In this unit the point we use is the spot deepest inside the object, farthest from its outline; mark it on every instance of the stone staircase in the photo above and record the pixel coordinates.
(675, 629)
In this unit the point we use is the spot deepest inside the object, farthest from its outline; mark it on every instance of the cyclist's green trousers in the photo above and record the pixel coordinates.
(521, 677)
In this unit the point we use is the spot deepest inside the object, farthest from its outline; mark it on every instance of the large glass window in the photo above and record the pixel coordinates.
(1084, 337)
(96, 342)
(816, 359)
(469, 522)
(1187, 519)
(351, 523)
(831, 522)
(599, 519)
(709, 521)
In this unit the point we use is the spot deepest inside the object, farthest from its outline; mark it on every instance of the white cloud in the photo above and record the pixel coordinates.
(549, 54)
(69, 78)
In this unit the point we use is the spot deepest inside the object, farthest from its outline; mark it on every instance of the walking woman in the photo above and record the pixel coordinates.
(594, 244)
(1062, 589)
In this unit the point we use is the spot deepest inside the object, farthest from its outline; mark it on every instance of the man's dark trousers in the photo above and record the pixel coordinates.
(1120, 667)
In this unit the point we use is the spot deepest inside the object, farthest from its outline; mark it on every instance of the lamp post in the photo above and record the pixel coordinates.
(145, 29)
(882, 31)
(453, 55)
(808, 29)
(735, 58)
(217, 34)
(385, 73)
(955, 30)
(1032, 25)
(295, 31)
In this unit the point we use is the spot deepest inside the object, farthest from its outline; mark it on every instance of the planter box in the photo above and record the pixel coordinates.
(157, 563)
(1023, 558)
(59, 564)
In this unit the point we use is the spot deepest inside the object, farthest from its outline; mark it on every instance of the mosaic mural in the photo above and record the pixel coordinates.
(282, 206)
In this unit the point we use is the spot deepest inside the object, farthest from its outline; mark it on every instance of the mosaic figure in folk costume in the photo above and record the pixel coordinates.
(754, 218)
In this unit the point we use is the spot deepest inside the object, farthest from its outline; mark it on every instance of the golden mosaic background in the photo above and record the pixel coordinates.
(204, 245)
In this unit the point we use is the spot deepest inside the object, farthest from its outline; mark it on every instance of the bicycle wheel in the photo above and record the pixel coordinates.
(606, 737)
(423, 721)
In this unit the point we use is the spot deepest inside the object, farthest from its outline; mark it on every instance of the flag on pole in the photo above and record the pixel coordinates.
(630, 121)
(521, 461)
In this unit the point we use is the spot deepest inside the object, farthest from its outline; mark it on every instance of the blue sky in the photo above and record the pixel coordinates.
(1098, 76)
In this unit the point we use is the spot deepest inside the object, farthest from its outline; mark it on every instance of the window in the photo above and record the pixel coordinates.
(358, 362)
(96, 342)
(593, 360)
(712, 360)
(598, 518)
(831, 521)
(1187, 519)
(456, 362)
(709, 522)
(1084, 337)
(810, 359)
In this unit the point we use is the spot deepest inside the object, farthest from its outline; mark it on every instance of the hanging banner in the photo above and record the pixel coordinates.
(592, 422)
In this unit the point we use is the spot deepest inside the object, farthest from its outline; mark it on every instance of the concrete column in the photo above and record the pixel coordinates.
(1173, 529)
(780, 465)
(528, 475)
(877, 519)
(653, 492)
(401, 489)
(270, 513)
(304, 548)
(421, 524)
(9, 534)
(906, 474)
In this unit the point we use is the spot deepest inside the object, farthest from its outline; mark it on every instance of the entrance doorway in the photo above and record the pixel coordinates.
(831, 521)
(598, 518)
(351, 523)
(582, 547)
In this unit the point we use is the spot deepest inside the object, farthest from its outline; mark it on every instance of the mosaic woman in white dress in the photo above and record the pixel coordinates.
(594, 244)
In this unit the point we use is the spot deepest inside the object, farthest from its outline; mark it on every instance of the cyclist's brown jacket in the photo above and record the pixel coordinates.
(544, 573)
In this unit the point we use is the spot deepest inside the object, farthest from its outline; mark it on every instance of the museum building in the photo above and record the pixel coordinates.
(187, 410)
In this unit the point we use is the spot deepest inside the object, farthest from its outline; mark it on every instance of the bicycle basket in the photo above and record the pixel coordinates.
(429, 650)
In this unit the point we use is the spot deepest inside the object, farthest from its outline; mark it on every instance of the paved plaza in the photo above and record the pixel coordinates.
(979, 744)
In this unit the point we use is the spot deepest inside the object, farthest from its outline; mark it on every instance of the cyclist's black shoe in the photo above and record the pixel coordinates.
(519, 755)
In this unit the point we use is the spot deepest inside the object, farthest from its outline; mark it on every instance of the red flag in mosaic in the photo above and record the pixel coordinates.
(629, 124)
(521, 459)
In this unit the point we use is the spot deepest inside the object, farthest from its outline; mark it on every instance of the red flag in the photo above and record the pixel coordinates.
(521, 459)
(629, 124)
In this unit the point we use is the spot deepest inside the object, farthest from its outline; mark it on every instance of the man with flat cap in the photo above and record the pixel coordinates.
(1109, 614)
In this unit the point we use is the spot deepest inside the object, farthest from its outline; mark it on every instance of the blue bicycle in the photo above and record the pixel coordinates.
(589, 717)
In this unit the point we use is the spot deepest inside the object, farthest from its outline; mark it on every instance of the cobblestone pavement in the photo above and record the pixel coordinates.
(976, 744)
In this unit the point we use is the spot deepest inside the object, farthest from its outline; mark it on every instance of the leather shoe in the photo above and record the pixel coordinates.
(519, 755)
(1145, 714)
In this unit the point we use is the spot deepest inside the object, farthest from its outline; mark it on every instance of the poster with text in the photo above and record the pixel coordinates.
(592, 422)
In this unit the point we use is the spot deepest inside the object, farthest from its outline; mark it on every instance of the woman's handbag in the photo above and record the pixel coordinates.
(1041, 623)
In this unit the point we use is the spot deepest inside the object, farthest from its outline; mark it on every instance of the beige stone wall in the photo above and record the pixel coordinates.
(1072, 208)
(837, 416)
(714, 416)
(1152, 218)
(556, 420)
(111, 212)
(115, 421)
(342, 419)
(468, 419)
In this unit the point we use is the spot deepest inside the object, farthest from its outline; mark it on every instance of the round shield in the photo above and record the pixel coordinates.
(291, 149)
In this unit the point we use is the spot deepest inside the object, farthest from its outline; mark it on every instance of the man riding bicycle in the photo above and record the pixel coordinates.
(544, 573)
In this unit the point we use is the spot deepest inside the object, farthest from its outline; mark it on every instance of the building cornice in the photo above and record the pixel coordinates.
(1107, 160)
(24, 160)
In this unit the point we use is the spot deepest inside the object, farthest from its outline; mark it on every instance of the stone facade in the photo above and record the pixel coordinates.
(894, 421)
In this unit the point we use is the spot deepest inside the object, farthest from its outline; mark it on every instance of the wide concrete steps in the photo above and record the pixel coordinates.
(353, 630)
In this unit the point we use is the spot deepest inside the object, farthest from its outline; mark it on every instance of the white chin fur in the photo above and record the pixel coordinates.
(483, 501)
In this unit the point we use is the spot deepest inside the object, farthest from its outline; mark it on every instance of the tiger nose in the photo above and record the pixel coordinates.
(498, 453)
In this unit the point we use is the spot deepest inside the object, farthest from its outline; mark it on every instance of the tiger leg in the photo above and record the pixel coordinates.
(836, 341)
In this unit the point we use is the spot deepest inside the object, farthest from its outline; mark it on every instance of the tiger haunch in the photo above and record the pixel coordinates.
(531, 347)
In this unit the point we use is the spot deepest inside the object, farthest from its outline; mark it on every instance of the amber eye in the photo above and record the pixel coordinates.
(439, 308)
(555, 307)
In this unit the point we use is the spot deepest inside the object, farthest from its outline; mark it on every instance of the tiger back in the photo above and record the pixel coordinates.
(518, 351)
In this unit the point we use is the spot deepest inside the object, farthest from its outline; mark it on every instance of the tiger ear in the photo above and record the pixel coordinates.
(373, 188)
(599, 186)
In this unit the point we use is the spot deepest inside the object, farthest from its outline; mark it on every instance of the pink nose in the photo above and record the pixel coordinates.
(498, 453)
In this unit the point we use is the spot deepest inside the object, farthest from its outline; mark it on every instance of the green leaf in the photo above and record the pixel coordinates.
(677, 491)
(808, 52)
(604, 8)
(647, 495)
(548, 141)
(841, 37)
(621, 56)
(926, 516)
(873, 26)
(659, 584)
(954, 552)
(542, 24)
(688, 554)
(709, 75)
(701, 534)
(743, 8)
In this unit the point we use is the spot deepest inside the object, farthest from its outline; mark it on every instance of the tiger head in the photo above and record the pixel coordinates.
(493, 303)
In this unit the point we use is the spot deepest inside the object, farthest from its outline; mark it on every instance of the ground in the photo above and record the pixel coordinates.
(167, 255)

[Problem description] Rewrite the records from the line containing "of the paved" through the line containing "(1109, 614)" as a two-column CSV with the headers instruction and points. Give one row per instruction with all of its points, put each value in a single quoted field, and replace line breaks with spaces.

[Solution to the problem]
instruction,points
"In this unit the point we use is the spot deepest inside the object, farthest from its outline; mark it on every instance of the paved plaza in the photo above and record the pixel coordinates.","(979, 744)"
"In this unit the point we use is the spot deepest inside the object, farthest from its outline; mark it on every instance of the cyclist's black shoe in the photo above and record the pixel coordinates.","(519, 755)"
"In this unit the point we use is the spot deepest inside the object, farthest from its outline; mark it on every instance of the red flag in mosaic in the photo above and record the pixel coordinates.","(629, 124) (521, 459)"
"In this unit the point we use is the spot deepest inside the object, farthest from its outline; mark it on every instance of the red flag in the photo above and record the pixel coordinates.","(521, 459) (629, 124)"
"In this unit the point we use is the spot deepest inside the object, farthest from its outline; mark it on every instance of the man with flat cap in the photo above and record the pixel coordinates.","(1109, 614)"